====== Text shown

California Watch explains how this new strategy could destroy the semi-legitimate medical marijuana industry in California: 

The U.S. attorneys from California’s four federal districts are preparing to unveil in the coming days their latest effort to push a coordinated statewide marijuana enforcement strategy. That approach includes the possible seizure of land or buildings leased to marijuana operations that may be legal under state law but remain illegal under federal statutes. 

It’s a neat little trick. Many dispensaries just close under the threat of asset forfeiture and those that try to fight for their rights? Guess what?

California’s four U.S. Attorneys are waging their war on medical marijuana without winning a conviction, bringing a case to trial or even filing criminal charges. They find that strong-arm tactics work better.

Using a legal maneuver called civil asset forfeiture, they are seizing cash, cars and businesses – without the need of proving guilt or innocence in court.

You are considered innocent until proven guilty in a court of law. But this doesn’t even come up in a civil asset forfeiture. It’s the weapon of choice of the four federal prosecutors in California, where they strong-arm commercial landlords into evicting marijuana dispensaries and caregivers by threatening to take all they own. It’s a cheap, effective solution that keeps controversial medical marijuana prosecutions out of the courts, and it has the added benefit of turning the presumption of innocence on its head: the landlords must prove that they didn’t know about the alleged criminal activity in order to save their forfeited property.

Since the U.S. Attorneys announced their coordinated crackdown in October 2011, civil asset forfeiture warnings have shuttered hundreds of dispensaries, including the Marin Alliance for Medical Marijuana, which was the oldest in the state. U.S. Attorney Melinda Haag sent a letter to the Marin Alliance’s landlord last November, threatening “criminal prosecution, imprisonment, fines and forfeiture of assets” unless he evicted his tenant.

The landlord served the Marin Alliance with an eviction notice, but the dispensary resisted, and the matter ended up in a local court. Yet even as the landlord was working to comply, Haag’s office initiated the forfeiture anyway and the Marin Alliance closed for good in December.

Though it’s the federal government leading the charge against medical marijuana, local California cops are also getting a piece of the asset-forfeiture action through a practice known as equitable sharing.

Under equitable sharing, local police can request the help of federal law enforcement agencies in conducting raids and seizing assets for forfeiture. By doing this, the local cops get two huge benefits, the first of which is more money: By bringing the action under federal law, local precincts can claim up to 80 percent of the forfeiture proceeds, whereas their take would be capped at 65 percent if they operated under California law.

============
====== Material provided

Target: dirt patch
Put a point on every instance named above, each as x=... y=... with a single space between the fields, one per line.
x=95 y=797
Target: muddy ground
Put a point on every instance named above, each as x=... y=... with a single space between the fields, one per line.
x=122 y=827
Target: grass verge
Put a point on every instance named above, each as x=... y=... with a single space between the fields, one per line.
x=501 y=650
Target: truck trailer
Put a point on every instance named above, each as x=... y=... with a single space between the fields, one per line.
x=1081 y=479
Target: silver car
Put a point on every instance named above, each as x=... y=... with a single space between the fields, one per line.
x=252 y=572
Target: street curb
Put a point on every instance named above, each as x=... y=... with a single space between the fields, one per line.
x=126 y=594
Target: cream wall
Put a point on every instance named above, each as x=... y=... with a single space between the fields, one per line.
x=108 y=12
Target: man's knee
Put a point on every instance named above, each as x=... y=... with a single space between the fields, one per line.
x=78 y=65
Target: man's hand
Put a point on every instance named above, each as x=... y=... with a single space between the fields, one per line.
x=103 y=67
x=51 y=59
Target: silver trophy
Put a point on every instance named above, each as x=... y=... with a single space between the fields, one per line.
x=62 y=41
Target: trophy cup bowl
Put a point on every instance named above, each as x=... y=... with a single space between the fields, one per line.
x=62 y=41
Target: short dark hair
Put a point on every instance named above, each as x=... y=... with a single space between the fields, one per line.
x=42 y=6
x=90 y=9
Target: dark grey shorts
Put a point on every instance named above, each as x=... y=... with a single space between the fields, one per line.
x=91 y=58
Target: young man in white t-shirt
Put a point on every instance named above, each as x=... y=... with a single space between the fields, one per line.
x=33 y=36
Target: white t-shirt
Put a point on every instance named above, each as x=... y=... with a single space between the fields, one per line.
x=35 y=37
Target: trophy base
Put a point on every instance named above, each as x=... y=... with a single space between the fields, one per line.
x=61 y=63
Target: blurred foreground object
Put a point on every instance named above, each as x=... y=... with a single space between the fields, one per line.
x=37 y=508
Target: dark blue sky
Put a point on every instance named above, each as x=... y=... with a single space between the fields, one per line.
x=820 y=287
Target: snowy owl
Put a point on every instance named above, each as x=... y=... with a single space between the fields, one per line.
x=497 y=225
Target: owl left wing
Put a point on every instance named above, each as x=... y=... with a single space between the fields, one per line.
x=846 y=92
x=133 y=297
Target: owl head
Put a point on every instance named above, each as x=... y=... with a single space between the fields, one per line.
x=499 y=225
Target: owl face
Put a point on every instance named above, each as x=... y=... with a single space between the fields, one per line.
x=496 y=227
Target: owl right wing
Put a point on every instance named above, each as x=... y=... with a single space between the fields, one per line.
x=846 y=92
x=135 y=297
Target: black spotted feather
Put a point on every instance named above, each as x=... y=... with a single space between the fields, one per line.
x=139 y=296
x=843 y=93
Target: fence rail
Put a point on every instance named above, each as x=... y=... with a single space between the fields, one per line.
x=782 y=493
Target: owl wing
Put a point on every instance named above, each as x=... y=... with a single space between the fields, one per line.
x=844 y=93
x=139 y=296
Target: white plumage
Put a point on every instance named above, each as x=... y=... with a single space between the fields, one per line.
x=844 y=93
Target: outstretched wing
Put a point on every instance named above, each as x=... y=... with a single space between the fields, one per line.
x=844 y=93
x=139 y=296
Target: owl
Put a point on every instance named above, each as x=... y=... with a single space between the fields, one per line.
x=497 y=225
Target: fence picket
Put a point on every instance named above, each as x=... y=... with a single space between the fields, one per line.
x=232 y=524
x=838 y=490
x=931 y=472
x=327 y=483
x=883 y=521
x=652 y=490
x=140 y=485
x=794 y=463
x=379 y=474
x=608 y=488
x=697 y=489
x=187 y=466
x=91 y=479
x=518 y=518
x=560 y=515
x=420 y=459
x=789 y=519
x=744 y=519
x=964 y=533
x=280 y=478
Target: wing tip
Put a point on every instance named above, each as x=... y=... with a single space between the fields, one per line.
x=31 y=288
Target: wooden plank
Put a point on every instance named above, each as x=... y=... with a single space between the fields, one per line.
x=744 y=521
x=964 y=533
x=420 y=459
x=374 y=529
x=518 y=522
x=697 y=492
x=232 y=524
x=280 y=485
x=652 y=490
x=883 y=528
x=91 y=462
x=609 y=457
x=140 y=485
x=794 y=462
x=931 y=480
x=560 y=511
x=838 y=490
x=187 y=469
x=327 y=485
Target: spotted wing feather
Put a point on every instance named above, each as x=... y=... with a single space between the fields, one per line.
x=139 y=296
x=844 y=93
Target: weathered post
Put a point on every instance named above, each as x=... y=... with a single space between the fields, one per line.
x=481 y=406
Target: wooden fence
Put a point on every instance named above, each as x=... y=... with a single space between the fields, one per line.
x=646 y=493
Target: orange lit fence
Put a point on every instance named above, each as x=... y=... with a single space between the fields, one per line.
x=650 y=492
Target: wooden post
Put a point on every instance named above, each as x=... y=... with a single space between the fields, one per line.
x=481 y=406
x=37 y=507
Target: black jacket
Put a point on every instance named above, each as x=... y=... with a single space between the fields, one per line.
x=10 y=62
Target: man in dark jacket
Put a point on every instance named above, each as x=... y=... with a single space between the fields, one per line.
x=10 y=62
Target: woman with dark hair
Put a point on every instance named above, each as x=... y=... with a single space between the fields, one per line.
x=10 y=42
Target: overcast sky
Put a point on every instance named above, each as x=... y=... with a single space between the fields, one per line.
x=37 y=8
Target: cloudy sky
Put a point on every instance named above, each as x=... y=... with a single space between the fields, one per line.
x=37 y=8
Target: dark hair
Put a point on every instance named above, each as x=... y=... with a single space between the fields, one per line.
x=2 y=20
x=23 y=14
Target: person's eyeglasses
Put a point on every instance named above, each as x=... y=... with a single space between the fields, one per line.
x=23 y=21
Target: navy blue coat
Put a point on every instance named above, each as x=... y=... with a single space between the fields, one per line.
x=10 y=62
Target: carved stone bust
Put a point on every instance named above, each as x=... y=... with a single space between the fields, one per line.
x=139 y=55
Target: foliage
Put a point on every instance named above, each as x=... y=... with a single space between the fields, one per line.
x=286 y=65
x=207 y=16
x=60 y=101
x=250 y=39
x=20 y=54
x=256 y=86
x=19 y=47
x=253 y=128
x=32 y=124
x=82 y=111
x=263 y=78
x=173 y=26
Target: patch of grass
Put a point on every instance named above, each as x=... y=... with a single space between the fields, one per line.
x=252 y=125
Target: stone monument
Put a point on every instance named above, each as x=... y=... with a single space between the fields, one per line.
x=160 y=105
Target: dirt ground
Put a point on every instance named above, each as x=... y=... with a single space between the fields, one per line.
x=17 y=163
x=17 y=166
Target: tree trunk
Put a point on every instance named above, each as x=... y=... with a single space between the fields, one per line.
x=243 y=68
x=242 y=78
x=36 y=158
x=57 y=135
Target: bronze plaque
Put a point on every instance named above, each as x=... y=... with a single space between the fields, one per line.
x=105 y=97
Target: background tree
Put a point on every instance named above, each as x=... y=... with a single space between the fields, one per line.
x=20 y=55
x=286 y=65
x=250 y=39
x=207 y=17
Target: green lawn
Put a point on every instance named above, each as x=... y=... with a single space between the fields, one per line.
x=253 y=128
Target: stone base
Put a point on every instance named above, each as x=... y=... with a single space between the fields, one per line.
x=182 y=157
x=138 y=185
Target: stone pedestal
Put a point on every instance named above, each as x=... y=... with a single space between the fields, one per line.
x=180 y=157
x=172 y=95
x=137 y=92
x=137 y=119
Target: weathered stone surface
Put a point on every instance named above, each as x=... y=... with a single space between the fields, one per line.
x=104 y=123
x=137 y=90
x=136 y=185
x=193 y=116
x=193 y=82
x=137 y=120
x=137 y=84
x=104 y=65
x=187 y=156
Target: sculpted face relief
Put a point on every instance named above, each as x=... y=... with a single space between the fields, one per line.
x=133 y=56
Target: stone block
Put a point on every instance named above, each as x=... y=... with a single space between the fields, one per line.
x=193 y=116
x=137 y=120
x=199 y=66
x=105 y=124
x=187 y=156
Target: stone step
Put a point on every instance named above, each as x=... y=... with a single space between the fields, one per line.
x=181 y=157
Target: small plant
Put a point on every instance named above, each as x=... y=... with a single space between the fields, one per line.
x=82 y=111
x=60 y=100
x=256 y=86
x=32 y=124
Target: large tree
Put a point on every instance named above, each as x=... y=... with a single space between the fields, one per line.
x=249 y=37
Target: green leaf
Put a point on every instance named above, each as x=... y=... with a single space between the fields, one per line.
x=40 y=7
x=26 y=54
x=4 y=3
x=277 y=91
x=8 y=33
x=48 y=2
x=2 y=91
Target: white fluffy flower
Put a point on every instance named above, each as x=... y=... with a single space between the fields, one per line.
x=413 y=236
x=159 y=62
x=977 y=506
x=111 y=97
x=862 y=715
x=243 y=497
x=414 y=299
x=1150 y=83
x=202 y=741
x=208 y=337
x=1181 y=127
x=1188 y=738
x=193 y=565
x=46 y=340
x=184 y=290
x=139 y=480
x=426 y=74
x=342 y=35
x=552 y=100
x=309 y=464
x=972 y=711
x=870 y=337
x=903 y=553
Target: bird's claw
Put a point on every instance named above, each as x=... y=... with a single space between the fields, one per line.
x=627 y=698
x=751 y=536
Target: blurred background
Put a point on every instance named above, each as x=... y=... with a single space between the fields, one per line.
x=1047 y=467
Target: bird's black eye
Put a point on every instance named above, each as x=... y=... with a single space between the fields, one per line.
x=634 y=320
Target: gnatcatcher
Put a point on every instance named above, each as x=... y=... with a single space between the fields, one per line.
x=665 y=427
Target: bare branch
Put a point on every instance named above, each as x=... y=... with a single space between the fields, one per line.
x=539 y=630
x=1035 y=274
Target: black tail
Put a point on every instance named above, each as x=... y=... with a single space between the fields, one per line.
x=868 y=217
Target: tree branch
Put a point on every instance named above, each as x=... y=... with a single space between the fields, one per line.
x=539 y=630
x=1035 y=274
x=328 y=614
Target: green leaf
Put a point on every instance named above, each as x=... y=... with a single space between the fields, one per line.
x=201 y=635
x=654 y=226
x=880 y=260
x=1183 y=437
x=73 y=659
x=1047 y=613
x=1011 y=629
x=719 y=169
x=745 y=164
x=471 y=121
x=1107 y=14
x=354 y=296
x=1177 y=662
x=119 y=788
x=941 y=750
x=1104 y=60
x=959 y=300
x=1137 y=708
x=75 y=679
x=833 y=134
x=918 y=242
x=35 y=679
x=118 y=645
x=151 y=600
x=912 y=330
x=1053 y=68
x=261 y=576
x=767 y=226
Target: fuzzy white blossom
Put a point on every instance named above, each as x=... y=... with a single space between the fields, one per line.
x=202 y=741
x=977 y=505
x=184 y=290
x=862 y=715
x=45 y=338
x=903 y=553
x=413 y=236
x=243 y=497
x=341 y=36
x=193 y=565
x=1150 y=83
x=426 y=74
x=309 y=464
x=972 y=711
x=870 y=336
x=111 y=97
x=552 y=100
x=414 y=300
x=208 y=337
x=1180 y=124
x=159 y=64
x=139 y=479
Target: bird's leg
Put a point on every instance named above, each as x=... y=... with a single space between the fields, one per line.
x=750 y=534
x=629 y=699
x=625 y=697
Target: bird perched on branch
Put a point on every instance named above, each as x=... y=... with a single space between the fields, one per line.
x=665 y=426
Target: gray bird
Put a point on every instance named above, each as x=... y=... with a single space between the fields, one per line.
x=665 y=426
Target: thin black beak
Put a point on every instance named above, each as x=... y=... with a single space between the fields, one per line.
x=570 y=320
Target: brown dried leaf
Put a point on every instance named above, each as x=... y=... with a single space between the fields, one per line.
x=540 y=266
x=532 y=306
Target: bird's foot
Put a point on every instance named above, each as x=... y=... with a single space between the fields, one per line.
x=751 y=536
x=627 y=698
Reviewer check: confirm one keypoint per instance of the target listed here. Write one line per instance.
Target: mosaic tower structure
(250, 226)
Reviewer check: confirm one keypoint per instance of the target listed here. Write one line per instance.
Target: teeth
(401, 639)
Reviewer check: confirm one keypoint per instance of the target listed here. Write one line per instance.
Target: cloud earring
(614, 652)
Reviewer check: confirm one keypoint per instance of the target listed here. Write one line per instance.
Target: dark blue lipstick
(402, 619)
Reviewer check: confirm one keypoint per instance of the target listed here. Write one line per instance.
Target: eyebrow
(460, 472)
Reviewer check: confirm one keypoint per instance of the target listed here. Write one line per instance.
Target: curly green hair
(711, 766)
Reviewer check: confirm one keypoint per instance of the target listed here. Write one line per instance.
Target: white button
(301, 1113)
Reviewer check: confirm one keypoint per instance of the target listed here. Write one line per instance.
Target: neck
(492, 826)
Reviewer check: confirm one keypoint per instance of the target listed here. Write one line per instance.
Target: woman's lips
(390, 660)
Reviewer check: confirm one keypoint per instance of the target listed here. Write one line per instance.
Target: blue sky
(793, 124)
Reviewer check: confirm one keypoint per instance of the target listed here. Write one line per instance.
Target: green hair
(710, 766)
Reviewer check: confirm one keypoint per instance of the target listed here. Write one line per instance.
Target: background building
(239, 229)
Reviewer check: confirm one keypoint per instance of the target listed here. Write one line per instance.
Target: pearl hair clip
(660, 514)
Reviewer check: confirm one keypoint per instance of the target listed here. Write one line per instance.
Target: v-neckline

============

[Problem to work on] In the text about medical marijuana and civil asset forfeiture, copy the words between "Using a legal" and "their forfeited property.", inclusive.

[Exercise result]
Using a legal maneuver called civil asset forfeiture, they are seizing cash, cars and businesses – without the need of proving guilt or innocence in court.

You are considered innocent until proven guilty in a court of law. But this doesn’t even come up in a civil asset forfeiture. It’s the weapon of choice of the four federal prosecutors in California, where they strong-arm commercial landlords into evicting marijuana dispensaries and caregivers by threatening to take all they own. It’s a cheap, effective solution that keeps controversial medical marijuana prosecutions out of the courts, and it has the added benefit of turning the presumption of innocence on its head: the landlords must prove that they didn’t know about the alleged criminal activity in order to save their forfeited property.